### Extrait de page
L'ordonnance de clôture a été rendue le 7 avril 2022.

SUR CE :

- Sur le licenciement :

Il résulte des dispositions de l'article L.1231-1 du code du travail que le contrat à durée indéterminée peut être rompu à l'initiative de l'employeur ou du salarié ; aux termes de l'article L.1232-1 du code du travail, le licenciement par l'employeur pour motif personnel est justifié par une cause réelle et sérieuse.

Il résulte des dispositions combinées des articles L.1232-1, L.1232-6, L.1234-1 et L.1235-1 du code du travail que devant le juge, saisi d'un litige dont la lettre de licenciement fixe les limites, il incombe à l'employeur qui a licencié un salarié pour faute grave, d'une part d'établir l'exactitude des faits imputés à celui-ci dans la lettre, d'autre part de démontrer que ces faits constituent une violation des obligations découlant du contrat de travail ou des relations de travail d'une importance telle qu'elle rend impossible le maintien de ce salarié dans l'entreprise pendant la durée limitée du préavis.

En l'espèce, la société Solice soutient que le licenciement de M. [X] s'inscrit dans une période d'importantes difficultés économiques auxquelles la nouvelle direction a été confrontée, période qui exigeait par conséquent une forte mobilisation et une adhésion au plan de reprise de tous les salariés et plus particulièrement des cadres dirigeants du groupe.

### Données fournies
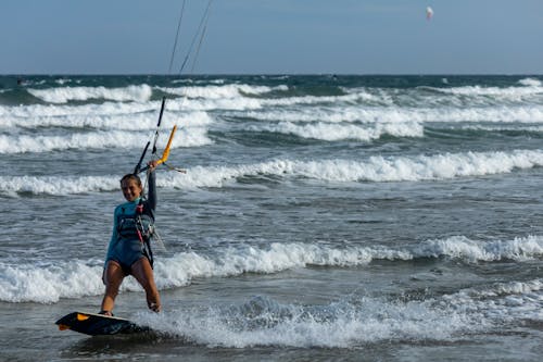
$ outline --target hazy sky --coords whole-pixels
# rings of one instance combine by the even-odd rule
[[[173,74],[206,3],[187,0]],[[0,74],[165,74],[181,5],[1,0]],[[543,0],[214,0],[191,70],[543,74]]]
--
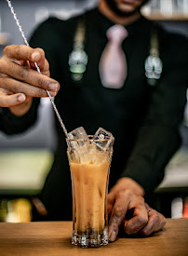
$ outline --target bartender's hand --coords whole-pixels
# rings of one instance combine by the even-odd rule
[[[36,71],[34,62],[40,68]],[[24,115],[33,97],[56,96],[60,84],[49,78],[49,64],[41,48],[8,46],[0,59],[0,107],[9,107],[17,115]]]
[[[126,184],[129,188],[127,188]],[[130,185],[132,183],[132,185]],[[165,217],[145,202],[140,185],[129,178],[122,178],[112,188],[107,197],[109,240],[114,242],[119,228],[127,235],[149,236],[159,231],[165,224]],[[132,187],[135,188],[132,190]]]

### Consigne
D'après l'extrait de décision, dans quelle période la société Solice inscrit-elle le licenciement de M. [X] ? La liste n'est d'aucune utilité pour cet exercice.

### Corrigé
Dans une période d'importantes difficultés économiques auxquelles la nouvelle direction a été confrontée.